-- Start --

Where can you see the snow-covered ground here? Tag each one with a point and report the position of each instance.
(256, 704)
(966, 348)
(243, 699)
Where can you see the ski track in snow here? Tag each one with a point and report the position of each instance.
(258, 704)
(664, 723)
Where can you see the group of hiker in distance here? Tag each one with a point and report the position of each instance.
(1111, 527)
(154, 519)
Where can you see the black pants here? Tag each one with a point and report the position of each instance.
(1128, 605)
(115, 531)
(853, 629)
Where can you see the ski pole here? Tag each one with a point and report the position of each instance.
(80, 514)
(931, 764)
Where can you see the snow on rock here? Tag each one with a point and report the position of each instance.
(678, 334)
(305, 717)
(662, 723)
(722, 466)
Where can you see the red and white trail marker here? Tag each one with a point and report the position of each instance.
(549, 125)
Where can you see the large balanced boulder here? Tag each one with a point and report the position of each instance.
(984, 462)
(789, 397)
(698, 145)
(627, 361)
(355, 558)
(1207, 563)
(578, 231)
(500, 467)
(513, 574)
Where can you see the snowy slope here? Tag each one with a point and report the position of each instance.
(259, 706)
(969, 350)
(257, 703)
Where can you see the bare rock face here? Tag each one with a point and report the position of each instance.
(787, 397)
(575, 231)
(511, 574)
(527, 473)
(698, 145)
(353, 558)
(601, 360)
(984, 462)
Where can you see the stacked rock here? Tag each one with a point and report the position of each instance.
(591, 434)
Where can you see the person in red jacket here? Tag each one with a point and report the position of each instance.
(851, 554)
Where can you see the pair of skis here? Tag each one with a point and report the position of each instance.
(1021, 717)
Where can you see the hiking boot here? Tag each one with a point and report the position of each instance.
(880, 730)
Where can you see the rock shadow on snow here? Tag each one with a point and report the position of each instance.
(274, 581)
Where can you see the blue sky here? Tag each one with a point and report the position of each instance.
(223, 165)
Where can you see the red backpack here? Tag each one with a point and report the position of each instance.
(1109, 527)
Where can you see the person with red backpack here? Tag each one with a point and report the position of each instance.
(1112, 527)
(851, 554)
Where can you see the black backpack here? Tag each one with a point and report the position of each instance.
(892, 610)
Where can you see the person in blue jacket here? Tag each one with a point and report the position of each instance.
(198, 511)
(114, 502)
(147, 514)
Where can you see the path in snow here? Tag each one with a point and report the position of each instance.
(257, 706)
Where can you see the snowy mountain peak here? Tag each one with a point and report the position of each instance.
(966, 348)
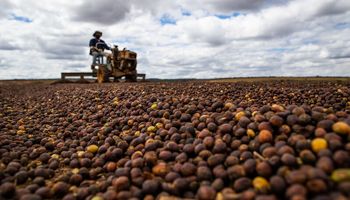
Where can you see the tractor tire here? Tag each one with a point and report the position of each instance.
(102, 75)
(131, 78)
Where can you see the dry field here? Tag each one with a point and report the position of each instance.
(221, 139)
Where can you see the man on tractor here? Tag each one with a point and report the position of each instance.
(97, 47)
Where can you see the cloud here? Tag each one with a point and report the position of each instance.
(102, 12)
(180, 38)
(6, 45)
(5, 7)
(21, 18)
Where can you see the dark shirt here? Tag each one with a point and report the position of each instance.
(98, 43)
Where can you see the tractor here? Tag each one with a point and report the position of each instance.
(120, 64)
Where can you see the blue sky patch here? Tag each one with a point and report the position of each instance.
(21, 18)
(342, 25)
(185, 12)
(311, 41)
(166, 19)
(235, 14)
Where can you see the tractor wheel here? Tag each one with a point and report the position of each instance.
(131, 78)
(102, 75)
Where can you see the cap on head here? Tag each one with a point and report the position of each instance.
(97, 33)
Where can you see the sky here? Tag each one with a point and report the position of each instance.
(178, 38)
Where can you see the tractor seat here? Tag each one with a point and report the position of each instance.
(99, 60)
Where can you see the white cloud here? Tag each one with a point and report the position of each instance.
(274, 37)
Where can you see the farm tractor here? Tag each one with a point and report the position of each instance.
(119, 64)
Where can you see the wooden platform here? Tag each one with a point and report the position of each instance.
(82, 75)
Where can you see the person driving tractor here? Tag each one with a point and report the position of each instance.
(97, 47)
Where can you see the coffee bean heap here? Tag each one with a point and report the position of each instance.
(196, 140)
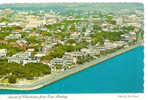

-- End --

Task prompt
From the data above, pull out every line that contains the string "cloud" and copy each one out in full. Case counts.

Answer to this task
Where can you see the cloud here? Tag each one with a point and report the position of each instance.
Where can you see the white cloud here? Tag each one with a point and report the position of each instance.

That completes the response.